Data for the task:
Content starts
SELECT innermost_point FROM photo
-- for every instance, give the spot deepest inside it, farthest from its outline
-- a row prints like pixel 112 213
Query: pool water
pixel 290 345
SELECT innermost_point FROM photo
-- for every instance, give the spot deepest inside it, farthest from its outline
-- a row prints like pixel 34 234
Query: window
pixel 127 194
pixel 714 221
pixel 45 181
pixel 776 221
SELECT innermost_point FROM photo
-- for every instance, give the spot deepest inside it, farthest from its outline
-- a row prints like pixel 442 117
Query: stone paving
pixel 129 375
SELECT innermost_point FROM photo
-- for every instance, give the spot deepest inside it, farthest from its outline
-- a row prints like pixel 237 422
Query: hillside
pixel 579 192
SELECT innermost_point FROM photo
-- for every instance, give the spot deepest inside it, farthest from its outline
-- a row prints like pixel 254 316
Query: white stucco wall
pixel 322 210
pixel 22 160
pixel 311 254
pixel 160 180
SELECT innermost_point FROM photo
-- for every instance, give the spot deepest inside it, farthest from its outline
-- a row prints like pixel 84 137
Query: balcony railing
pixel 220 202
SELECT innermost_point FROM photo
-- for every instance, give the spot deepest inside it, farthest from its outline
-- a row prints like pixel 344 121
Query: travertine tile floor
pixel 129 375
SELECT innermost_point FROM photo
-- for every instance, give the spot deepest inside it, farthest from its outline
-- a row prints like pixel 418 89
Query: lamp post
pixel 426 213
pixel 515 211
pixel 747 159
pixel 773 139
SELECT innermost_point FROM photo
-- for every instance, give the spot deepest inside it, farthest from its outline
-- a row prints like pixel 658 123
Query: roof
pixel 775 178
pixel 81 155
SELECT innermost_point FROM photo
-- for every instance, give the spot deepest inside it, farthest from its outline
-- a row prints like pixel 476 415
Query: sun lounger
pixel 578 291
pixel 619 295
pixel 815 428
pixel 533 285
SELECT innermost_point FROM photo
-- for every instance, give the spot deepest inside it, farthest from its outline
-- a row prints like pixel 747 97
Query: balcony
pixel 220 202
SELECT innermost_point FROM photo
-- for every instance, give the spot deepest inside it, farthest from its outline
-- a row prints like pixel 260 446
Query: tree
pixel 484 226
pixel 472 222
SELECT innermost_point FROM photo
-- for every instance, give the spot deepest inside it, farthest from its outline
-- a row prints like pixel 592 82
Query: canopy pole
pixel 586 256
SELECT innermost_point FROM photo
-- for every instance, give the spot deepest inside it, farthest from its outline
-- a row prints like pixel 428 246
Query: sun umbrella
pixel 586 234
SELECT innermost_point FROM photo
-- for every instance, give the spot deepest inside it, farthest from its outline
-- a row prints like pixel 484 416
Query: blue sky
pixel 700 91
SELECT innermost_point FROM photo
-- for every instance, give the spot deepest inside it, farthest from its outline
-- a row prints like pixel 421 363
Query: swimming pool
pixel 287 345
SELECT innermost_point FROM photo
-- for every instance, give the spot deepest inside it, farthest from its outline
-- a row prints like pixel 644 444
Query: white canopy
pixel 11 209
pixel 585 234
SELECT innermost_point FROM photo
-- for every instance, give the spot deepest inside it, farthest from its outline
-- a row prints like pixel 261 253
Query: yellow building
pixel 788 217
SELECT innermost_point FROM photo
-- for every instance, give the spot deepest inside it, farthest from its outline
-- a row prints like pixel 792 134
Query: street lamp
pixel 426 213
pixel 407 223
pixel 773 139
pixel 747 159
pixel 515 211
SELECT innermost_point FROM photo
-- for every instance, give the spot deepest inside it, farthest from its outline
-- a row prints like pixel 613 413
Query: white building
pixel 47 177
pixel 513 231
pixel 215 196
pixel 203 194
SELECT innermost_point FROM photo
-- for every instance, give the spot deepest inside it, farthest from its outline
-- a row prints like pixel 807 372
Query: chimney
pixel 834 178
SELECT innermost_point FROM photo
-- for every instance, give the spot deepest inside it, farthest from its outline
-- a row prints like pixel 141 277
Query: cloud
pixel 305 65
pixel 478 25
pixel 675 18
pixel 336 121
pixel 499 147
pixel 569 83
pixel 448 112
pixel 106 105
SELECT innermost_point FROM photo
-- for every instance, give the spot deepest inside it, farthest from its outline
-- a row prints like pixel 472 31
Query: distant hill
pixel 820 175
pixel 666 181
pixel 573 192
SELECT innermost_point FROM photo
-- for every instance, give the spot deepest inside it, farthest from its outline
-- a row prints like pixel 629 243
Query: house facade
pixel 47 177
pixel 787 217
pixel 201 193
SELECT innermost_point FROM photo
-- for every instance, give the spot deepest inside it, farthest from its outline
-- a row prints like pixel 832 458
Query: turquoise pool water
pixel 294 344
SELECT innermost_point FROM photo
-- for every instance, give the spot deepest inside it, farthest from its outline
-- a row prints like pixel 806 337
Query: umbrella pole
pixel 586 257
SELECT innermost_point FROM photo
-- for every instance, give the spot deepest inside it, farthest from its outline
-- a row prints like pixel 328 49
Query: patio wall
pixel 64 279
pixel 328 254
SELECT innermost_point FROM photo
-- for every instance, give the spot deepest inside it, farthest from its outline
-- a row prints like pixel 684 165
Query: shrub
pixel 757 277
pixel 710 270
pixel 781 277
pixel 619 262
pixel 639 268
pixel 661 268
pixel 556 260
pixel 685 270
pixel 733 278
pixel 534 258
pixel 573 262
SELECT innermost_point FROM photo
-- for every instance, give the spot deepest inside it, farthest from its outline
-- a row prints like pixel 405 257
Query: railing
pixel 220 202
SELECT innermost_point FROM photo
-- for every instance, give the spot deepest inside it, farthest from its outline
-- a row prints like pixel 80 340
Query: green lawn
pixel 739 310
Content ends
Exact copy required. Repeat the material above in full.

Answer box:
SELECT innermost_point FROM photo
-- for every instance, give the spot deepest inside it, farthest from its outline
-- a row prints like pixel 112 213
Query: pool water
pixel 290 345
SELECT innermost_point FROM photo
-- for every instance, give the spot deepest inside it, farthest from its outline
-- a row prints like pixel 34 234
Query: window
pixel 127 194
pixel 714 221
pixel 45 181
pixel 776 221
SELECT innermost_point FROM photo
-- for every instance, give the spot deepest inside it, farthest from its outline
-- a row prints like pixel 442 117
Query: stone paving
pixel 129 375
SELECT innermost_point FROM photo
-- for every instance, give the spot deepest inside it, farthest from its outline
-- a row prints like pixel 237 422
Query: hillside
pixel 579 192
SELECT innermost_point FROM photo
-- for every instance, give the spot deepest inside it, farthest from its outline
-- a row prints like pixel 254 316
Query: white stucco wall
pixel 322 210
pixel 22 160
pixel 311 254
pixel 160 180
SELECT innermost_point FROM photo
-- for every instance, give the spot deepest inside it, farthest from its outline
-- a row prints like pixel 84 137
Query: balcony railing
pixel 220 202
SELECT innermost_point FROM photo
-- for every instance, give the spot deepest inside it, farthest from its outline
-- a row prints like pixel 344 121
Query: travertine tile floor
pixel 129 375
SELECT innermost_point FROM photo
-- for every instance, give the spot deepest inside it, farthest from its outline
-- a row prints like pixel 418 89
Query: lamp post
pixel 426 213
pixel 515 211
pixel 747 159
pixel 773 139
SELECT innermost_point FROM photo
-- for every instance, give the spot deepest inside it, farthest from its outline
-- a row prints like pixel 658 123
Query: roof
pixel 775 178
pixel 81 155
SELECT innermost_point FROM photo
-- for every instance, give the spot deepest inside it, farthest from its outline
-- a row prints like pixel 476 415
Query: sun lounger
pixel 578 291
pixel 619 295
pixel 815 428
pixel 533 285
SELECT innermost_point FROM photo
-- for every instance, give the spot deepest inside it, farthest from its outline
-- a row prints like pixel 747 97
Query: balcony
pixel 220 202
SELECT innermost_point FROM photo
-- for every instance, give the spot deepest inside it, farthest from its outline
-- a row prints like pixel 260 446
Query: tree
pixel 484 226
pixel 472 222
SELECT innermost_point FROM photo
-- for every instance, give the spot deepest inside it, farthest from its outline
-- a row prints like pixel 592 82
Query: canopy pole
pixel 586 256
SELECT innermost_point FROM photo
-- for every instance, give the spot deepest inside it, farthest from its outline
-- a row prints like pixel 428 246
Query: sun umbrella
pixel 586 234
SELECT innermost_point FROM photo
-- for every instance, give the spot deepest inside it, farthest from its outline
-- a row prints like pixel 484 416
Query: blue sky
pixel 700 91
SELECT innermost_point FROM photo
-- for every instance, give the spot deepest inside it, farthest from its outline
-- a row prints like pixel 421 363
Query: swimming pool
pixel 287 345
SELECT innermost_point FROM photo
-- for every instance, give the spot deepest inside it, farthest from its outline
-- a row prints like pixel 644 444
Query: white canopy
pixel 11 209
pixel 585 234
SELECT innermost_point FROM photo
-- for every instance, give the spot deepest inside it, farthest from its outline
-- a row prints like pixel 261 253
Query: yellow building
pixel 788 217
SELECT innermost_point FROM photo
-- for every instance, give the spot deepest inside it, farthest from its outline
-- a row prints like pixel 792 134
Query: street lamp
pixel 426 213
pixel 407 223
pixel 773 139
pixel 747 159
pixel 515 211
SELECT innermost_point FROM photo
-- for every instance, give the spot deepest inside it, farthest from its outline
-- a row prints like pixel 613 413
Query: white building
pixel 47 177
pixel 513 231
pixel 215 196
pixel 203 194
SELECT innermost_point FROM photo
-- for every instance, give the spot deepest inside it, farthest from its outline
-- a row prints like pixel 807 372
Query: chimney
pixel 834 178
SELECT innermost_point FROM photo
-- for every instance, give the spot deepest inside it, farthest from its outline
-- a row prints like pixel 141 277
Query: cloud
pixel 305 65
pixel 478 25
pixel 675 18
pixel 336 121
pixel 499 147
pixel 569 83
pixel 448 112
pixel 106 105
SELECT innermost_point FROM photo
-- for every instance, give the spot deepest inside it, farthest from its outline
-- a row prints like pixel 472 31
Query: distant hill
pixel 820 175
pixel 666 181
pixel 573 192
SELECT innermost_point FROM photo
-- for every instance, give the spot deepest inside it, farthest from its outline
-- a row prints like pixel 629 243
Query: house facade
pixel 47 177
pixel 787 217
pixel 201 193
SELECT innermost_point FROM photo
-- for every instance, give the spot deepest inside it, farthest from its outline
-- a row prints like pixel 832 458
Query: turquoise pool water
pixel 294 344
SELECT innermost_point FROM photo
-- for every instance, give the spot deepest inside it, farthest from its outline
-- a row prints like pixel 806 337
Query: umbrella pole
pixel 586 257
SELECT innermost_point FROM photo
-- for every instance, give the spot deepest inside it, farthest from its outline
-- a row prints like pixel 328 49
Query: patio wall
pixel 64 279
pixel 328 254
SELECT innermost_point FROM photo
-- for every instance, give the spot deepest inside it, farthest from its outline
-- a row prints like pixel 684 165
Query: shrub
pixel 757 277
pixel 710 270
pixel 781 277
pixel 619 262
pixel 639 268
pixel 661 268
pixel 556 260
pixel 685 270
pixel 733 278
pixel 534 258
pixel 573 262
SELECT innermost_point FROM photo
-- for every instance, give the spot deepest inside it, farthest from its outline
-- a row prints like pixel 405 257
Query: railing
pixel 220 202
SELECT innermost_point FROM photo
-- for every instance, give the spot deepest inside it, farthest from its outline
-- a row prints like pixel 80 340
Query: green lawn
pixel 739 310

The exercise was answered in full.